Exemple #1
0
def array_count_critical(rawdata,upsample=3,cut=True,cutoff=0.4):
    '''
    Count critical points in the phase gradient map
    '''
    # can only handle dim 3 for now
    assert len(shape(rawdata))==3
    if cut:
        data = dct_upsample(dct_cut_antialias(rawdata,cutoff,ELECTRODE_SPACING),factor=upsample)
    else:
        data = dct_upsample(data,factor=upsample)
    dz = array_phase_gradient(data).transpose((2,0,1))
    # extract curl via a kernal
    # take real component, centres have curl +- pi
    curl = np.complex64([[-1-1j,-1+1j],[1-1j,1+1j]])
    curl = np.convolve2d(curl,np.ones((2,2))/4,'full')
    winding = arr([np.convolve2d(z,curl,'same','symm').real for z in dz])

    # extract inflection points ( extrema, saddles )

-- What this task involves --
Answer these questions about the code example above:
1. What default value does the function give to the cutoff parameter?
2. How many dimensions must the input data have, according to the assertion?
3. According to the comments, what curl value do centres have?

-- Given information --
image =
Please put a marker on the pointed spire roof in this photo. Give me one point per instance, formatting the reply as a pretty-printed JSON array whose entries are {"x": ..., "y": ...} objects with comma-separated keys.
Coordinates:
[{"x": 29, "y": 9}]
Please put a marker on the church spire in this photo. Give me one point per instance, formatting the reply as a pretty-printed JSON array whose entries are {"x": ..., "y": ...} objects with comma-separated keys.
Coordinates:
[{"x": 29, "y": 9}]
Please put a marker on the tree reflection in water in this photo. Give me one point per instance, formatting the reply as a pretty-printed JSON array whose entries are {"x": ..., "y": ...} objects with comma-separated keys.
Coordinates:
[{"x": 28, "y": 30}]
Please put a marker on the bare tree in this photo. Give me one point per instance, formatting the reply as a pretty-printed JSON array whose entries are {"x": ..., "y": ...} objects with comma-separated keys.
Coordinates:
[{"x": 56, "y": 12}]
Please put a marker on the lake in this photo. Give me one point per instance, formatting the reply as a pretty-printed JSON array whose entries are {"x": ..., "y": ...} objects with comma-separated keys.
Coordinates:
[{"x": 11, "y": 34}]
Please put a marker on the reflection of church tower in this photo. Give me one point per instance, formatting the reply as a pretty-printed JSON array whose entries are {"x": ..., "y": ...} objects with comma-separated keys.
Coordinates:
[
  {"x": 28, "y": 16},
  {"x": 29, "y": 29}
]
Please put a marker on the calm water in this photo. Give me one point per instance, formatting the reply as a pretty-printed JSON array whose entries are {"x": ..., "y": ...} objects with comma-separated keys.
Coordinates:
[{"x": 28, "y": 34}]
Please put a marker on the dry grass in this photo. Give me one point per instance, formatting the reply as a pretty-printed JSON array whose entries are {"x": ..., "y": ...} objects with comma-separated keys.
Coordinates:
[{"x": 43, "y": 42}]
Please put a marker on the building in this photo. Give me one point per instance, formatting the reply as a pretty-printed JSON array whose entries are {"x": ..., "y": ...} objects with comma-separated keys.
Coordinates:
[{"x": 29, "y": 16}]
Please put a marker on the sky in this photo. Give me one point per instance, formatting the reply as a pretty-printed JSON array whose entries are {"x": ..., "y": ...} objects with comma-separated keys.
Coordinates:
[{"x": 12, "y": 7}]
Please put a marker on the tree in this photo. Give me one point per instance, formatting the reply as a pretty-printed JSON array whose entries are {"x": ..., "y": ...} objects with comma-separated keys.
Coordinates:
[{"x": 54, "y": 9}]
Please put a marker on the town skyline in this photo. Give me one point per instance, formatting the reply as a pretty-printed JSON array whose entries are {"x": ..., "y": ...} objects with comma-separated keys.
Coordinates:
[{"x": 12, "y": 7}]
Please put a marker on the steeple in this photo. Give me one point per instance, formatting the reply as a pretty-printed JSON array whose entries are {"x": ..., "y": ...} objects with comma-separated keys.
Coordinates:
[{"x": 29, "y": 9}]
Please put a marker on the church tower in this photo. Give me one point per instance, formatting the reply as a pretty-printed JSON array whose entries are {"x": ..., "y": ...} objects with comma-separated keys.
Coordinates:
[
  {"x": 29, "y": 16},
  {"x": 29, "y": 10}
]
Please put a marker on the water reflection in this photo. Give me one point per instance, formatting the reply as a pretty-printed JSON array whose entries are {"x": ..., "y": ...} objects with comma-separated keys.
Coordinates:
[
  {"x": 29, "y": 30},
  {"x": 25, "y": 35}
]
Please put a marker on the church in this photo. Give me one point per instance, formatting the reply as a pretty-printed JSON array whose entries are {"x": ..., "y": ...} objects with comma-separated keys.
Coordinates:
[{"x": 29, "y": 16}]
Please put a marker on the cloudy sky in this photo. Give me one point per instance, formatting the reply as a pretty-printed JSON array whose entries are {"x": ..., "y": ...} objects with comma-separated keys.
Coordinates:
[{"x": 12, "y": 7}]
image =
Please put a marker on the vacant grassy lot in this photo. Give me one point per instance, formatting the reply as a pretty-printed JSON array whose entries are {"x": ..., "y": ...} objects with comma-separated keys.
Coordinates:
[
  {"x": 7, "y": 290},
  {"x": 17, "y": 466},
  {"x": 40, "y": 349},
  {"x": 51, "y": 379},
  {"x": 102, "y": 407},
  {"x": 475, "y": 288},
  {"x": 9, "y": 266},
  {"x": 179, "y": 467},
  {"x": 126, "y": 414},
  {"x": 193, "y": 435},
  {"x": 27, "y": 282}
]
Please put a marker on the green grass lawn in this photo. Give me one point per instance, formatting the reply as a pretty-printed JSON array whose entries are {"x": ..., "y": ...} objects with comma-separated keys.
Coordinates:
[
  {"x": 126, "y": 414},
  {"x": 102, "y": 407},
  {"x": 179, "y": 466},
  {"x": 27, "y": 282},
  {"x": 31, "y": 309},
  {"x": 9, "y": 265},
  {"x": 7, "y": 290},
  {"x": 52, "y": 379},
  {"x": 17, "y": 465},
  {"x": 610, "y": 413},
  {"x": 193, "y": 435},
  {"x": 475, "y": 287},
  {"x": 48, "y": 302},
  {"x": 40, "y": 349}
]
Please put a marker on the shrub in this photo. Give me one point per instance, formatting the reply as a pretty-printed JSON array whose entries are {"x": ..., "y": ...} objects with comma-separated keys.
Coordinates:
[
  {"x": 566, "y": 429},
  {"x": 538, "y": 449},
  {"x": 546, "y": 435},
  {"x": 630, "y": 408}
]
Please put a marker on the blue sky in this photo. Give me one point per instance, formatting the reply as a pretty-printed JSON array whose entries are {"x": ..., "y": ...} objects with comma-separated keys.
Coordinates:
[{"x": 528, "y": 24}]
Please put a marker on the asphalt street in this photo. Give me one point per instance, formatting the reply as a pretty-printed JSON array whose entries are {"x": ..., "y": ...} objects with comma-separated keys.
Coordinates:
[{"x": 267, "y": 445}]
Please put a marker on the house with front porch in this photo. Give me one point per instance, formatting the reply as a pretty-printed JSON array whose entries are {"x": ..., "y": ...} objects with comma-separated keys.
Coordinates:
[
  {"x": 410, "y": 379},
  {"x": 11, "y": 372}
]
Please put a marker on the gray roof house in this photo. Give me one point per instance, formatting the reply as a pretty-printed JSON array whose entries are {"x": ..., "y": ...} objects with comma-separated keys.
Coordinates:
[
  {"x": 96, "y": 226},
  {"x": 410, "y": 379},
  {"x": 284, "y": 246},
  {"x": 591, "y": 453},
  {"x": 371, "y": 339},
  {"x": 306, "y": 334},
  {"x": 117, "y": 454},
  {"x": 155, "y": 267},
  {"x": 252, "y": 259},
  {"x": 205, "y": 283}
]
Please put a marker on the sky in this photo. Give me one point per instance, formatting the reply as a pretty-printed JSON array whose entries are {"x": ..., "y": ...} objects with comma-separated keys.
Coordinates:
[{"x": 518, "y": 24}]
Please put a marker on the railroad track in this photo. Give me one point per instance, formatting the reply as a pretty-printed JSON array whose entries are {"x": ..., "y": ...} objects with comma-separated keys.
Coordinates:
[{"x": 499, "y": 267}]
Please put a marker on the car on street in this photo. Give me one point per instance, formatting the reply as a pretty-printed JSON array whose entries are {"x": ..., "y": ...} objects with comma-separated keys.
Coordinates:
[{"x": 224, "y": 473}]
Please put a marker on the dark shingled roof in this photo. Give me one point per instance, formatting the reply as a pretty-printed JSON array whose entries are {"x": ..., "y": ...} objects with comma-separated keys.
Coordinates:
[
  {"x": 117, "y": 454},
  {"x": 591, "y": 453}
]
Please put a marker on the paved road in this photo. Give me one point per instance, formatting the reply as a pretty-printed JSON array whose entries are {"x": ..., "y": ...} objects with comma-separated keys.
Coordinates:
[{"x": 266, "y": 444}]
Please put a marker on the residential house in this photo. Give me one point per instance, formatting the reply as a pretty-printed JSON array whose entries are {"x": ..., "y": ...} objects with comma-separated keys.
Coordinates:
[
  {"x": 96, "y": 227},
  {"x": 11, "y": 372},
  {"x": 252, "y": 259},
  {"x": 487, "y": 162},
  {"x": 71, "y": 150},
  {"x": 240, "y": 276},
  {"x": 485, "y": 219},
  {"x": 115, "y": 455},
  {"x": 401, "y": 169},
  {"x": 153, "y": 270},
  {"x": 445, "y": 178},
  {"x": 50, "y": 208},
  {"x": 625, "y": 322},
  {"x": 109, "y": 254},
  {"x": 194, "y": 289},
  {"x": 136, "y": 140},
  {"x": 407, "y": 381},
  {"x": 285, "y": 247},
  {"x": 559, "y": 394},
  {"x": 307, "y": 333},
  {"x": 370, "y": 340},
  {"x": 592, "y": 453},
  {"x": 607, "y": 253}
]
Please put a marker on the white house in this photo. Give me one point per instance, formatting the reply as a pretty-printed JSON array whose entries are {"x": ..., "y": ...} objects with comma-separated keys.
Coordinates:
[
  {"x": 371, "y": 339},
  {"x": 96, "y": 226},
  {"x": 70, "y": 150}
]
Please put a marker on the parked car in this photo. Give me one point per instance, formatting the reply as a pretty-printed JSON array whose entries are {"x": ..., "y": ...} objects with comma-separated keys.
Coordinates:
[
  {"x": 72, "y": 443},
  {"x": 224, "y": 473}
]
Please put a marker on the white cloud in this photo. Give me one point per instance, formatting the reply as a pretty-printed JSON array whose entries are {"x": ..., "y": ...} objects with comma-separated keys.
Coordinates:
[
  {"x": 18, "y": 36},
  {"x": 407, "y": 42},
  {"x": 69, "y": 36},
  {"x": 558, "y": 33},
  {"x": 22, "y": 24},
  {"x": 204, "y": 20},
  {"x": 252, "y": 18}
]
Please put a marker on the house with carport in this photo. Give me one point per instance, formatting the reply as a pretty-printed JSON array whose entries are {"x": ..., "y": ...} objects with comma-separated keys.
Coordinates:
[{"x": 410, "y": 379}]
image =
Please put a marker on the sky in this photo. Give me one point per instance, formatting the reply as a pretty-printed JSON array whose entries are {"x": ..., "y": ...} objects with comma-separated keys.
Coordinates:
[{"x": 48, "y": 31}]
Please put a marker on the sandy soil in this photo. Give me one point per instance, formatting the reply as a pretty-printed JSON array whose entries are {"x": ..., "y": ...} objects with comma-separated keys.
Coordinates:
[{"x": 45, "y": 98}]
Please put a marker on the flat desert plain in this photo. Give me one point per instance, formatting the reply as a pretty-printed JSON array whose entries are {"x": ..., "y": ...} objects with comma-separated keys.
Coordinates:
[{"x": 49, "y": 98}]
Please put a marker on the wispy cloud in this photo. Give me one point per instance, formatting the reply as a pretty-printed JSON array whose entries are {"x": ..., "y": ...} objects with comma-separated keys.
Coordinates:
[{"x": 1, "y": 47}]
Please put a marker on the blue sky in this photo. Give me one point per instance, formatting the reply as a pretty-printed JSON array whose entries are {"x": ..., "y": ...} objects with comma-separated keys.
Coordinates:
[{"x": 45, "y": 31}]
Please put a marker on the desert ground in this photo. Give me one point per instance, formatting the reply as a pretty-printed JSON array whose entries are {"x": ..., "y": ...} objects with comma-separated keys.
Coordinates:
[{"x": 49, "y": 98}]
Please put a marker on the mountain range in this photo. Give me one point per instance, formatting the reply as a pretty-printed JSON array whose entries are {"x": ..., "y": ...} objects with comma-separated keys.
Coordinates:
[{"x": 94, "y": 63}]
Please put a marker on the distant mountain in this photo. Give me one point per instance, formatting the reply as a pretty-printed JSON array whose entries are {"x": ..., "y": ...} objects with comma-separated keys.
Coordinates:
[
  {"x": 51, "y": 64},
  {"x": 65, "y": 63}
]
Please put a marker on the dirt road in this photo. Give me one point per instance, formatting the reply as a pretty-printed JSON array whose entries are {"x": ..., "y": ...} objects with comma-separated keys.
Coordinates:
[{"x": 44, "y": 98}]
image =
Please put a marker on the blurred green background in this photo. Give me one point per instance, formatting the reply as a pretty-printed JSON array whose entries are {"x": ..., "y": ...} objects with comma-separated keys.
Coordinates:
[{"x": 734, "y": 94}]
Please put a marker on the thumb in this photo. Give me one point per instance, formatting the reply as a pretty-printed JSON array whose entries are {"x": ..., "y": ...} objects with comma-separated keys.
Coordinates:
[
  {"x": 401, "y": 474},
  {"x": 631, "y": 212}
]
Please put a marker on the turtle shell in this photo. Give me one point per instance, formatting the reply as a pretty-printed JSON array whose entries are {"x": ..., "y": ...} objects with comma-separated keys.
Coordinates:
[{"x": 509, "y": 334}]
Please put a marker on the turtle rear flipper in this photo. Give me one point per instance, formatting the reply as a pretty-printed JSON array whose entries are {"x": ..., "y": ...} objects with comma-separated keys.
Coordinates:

-- Output of the task --
1. 0.4
2. 3
3. Plus or minus pi